**SHORT EXERCISE**
Copy every one of the entries below word for word, leaving out the pictures.
___
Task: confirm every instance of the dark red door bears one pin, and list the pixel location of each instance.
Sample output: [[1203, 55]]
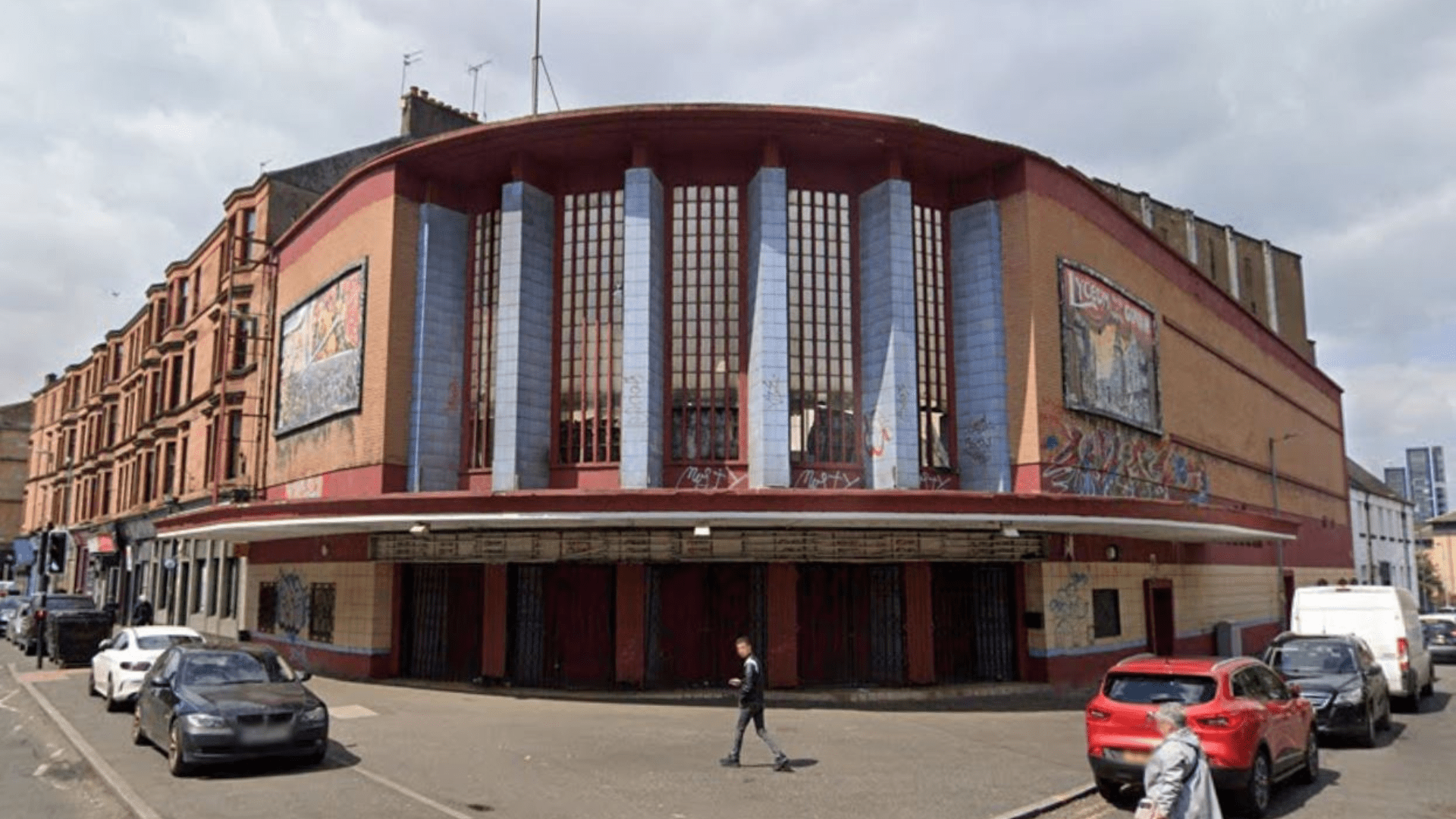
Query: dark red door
[[1159, 607], [696, 614], [580, 614]]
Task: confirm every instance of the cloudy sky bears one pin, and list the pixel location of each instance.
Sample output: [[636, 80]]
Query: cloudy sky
[[1326, 126]]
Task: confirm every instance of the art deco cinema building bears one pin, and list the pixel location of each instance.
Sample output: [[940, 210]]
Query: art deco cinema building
[[576, 400]]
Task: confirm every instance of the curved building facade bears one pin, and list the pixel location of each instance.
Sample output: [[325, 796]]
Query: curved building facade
[[573, 401]]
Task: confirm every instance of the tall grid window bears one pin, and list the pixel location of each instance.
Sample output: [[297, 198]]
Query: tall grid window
[[821, 350], [705, 324], [932, 365], [482, 344], [592, 262]]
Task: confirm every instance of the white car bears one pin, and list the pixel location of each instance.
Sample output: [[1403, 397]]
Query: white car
[[118, 667]]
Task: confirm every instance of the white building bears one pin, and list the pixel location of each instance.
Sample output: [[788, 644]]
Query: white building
[[1382, 531]]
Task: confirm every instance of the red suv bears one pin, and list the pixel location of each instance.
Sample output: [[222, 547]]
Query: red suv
[[1256, 729]]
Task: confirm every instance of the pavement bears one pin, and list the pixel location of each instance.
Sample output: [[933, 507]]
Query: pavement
[[406, 752], [41, 774], [419, 752]]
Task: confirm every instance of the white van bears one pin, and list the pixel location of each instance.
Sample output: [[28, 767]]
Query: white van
[[1388, 618]]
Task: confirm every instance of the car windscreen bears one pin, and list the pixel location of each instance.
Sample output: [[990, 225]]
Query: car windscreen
[[234, 668], [1313, 657], [69, 604], [1147, 689], [162, 642]]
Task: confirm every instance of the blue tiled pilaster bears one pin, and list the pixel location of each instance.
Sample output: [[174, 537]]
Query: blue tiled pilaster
[[887, 337], [523, 343], [440, 334], [769, 333], [644, 289], [981, 349]]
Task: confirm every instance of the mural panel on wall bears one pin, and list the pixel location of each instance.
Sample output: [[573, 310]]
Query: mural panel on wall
[[1094, 457], [321, 366], [1109, 350]]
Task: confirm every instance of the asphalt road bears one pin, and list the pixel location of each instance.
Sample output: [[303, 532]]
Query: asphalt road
[[1408, 774], [403, 754]]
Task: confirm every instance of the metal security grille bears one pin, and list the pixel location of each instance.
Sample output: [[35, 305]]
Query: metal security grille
[[593, 251], [528, 651], [321, 613], [974, 623], [267, 608], [428, 595], [705, 324], [932, 363], [485, 290], [821, 330]]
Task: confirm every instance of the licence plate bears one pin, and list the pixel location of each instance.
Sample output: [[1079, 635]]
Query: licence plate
[[270, 735]]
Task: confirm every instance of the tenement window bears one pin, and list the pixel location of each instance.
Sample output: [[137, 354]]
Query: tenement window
[[487, 287], [932, 363], [705, 324], [592, 267], [821, 350]]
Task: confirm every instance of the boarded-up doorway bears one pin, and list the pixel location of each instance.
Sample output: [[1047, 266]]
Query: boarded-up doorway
[[443, 621], [974, 623]]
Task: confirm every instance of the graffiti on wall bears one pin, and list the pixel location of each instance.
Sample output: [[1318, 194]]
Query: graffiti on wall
[[1109, 350], [322, 353], [1071, 611], [1095, 457]]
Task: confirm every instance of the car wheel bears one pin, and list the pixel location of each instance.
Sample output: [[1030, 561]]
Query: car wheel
[[177, 755], [1116, 793], [1310, 771], [1254, 798], [1367, 736]]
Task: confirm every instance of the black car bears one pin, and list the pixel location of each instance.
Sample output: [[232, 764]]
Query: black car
[[226, 703], [1440, 639], [1341, 679]]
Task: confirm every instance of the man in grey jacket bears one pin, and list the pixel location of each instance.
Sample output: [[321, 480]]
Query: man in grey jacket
[[1177, 779], [750, 707]]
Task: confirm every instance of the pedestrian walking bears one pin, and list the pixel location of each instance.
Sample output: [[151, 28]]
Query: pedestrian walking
[[1177, 780], [750, 707], [142, 613]]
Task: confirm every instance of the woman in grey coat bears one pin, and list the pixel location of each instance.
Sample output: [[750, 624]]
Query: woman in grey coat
[[1177, 779]]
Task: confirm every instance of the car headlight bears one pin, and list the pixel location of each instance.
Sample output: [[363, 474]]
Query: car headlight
[[204, 722]]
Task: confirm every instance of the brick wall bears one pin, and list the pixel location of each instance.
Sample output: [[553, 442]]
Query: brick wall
[[1220, 391]]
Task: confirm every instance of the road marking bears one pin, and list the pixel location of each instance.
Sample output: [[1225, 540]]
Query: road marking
[[102, 768], [413, 795]]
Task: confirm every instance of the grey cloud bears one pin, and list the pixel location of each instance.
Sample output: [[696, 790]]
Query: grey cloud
[[1320, 124]]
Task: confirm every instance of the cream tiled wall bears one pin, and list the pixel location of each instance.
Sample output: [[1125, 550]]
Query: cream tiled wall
[[363, 614]]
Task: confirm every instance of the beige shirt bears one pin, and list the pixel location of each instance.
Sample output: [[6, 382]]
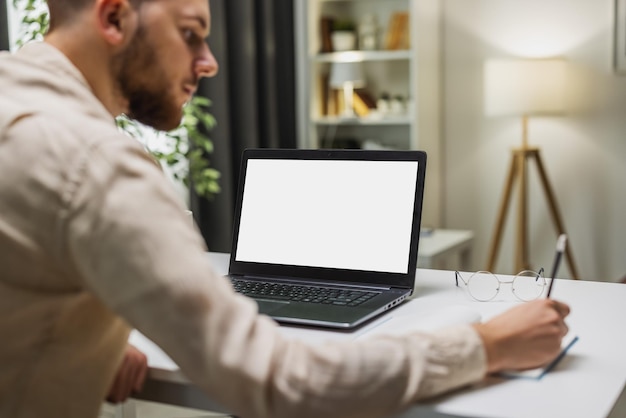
___
**SOLUTION TO THE EXERCISE**
Task: confirm every instance of the dark red door bears one pin, and list the pixel location of each instance.
Sample output: [[1203, 55]]
Query: dark red door
[[1159, 607], [696, 614], [580, 614]]
Task: confirm every instance of the cloudy sky bears one pin, and list the pixel location of each instance.
Sample output: [[636, 80]]
Query: cloudy sky
[[1326, 126]]
Task: confirm every instance of the art deco cinema building bears one pin, and list the pixel location of each instance.
Sample output: [[940, 210]]
Query: art deco cinema building
[[576, 400]]
Task: confirm every instance of the curved building facade bears one pin, and list the pixel location of each instance.
Sample output: [[325, 796]]
Query: curved building facade
[[573, 401]]
Task: confirm every instance of the tall grid window bears one pin, and list the pixel location of each instance.
Sample output: [[297, 198]]
Query: tall grid window
[[821, 350], [705, 324], [932, 365], [482, 344], [592, 262]]
Task: confirm every instance of the white car bears one pin, and list the pixel location of each instance.
Sample output: [[1403, 397]]
Query: white car
[[118, 667]]
Task: confirm every instance of the white building bears one pin, and list the pixel location of each instance.
Sample output: [[788, 644]]
Query: white building
[[1382, 531]]
Task: confirm every instance of the red suv bears one pin, and list the pixel location of each instance.
Sample output: [[222, 547]]
Query: red suv
[[1256, 729]]
Task: confirm every instance of the pavement bears one pin, and list the pixel location of each instance.
Sample output: [[933, 507]]
Query: pavement
[[406, 752], [41, 774], [419, 752]]
Task: confirm every instance of the white van bears one pin, and list the pixel location of each instance.
Sample output: [[28, 767]]
Query: white van
[[1388, 618]]
Task: confirm every instance of the car windscreen bears one pin, and list the pixel location of each instance.
Sample output: [[990, 225]]
Query: car windscreen
[[234, 668], [1313, 657], [69, 604], [1147, 689], [162, 642]]
Task: confirm every instance of the blue tiled pilaster bears one pin, and list the pixel location of each instance.
Sample output: [[174, 537]]
Query: blue tiled pilaster
[[887, 337], [523, 343], [440, 334], [769, 333], [644, 289], [981, 349]]
Task: confirm every instance of the mural panel on wall bears one pin, and list the pixel location of each instance.
Sample output: [[573, 310]]
Query: mural panel on wall
[[1094, 457], [321, 366], [1109, 350]]
Task: confirm every instance of the asphalt road bears one pin, and list the pixel location of each instance.
Sample output: [[303, 532]]
Query: asphalt road
[[1408, 774], [403, 754]]
Task: confirm every instance of the metal security grille bears one pin, and list the pixel location of each instance.
Sample output: [[35, 305]]
Query: metal security grille
[[593, 251], [528, 651], [321, 613], [974, 623], [267, 608], [428, 595], [705, 324], [932, 363], [485, 290], [821, 330]]
Task: confirm every instance of the licence plate bears one pin, and list the pixel location of each instance.
Sample output: [[1079, 635]]
Query: licence plate
[[270, 735]]
Task: confirm every instance of the tenement window bears one pin, and list the pixel location of each instance.
Sample output: [[137, 354]]
Query: tenement window
[[487, 287], [932, 363], [705, 324], [592, 267], [821, 350]]
Task: confirm every instance of the boarded-up doorway bears one pin, and list the pixel location of each instance.
Sample output: [[1047, 266]]
Query: boarded-up doorway
[[443, 621], [974, 623]]
Task: confirm every instance of the graffiti on wall bears one pin, and list the pixel location of each instance.
Sample output: [[1318, 194]]
Query: graffiti on wall
[[1109, 350], [322, 353], [1071, 611], [1095, 457]]
Task: confirm every instance of the car wheel bears one pin, and list the pixel location of each instance.
Sample output: [[1030, 561]]
Query: car wheel
[[177, 755], [1116, 793], [1310, 771], [1254, 798], [1367, 736]]
Task: confirm every instance of the black car bears one pin, and list the pixel location of each instance.
Sample output: [[232, 764]]
Query: black car
[[226, 703], [1440, 639], [1341, 679]]
Task: confirm every instance of the man in grey jacket bears one pin, and list the pixel location of each instance.
Sample output: [[321, 480]]
Query: man in grey jacket
[[1177, 779], [750, 707]]
Task: confirm every instance of the pedestrian walking bears one pin, and list the pixel location of each instance.
Sample output: [[151, 28]]
Query: pedestrian walking
[[1177, 780], [750, 707], [142, 613]]
Task: confirm every instance of the woman in grey coat bears one pin, and list the pixel location of each instance.
Sample output: [[750, 624]]
Query: woman in grey coat
[[1177, 779]]
Task: confirm every instance of the car headlight bears one pin, and list the pixel location of each instance.
Sample output: [[363, 474]]
Query: car headlight
[[204, 722]]
Task: confirm every instance of the brick wall bears one pin, and list the pixel location of each instance.
Sample output: [[553, 442]]
Query: brick wall
[[1220, 391]]
Task: confirm every instance of the road marking bears one pin, and list the pixel location of each instance.
Sample output: [[1225, 540]]
Query: road marking
[[102, 768], [413, 795]]
Task: confirm every instance of the grey cloud bears one pin, and list the pixel location of each instance.
Sample output: [[696, 790]]
Query: grey cloud
[[1320, 124]]
Task: confirm every instance of the cream tiled wall bears one pin, and list the pixel location of each instance.
Sample output: [[1125, 550]]
Query: cream tiled wall
[[363, 614]]
Task: confirm every instance of the beige shirt bears one pin, and list the pixel location of each instance.
Sample output: [[6, 382]]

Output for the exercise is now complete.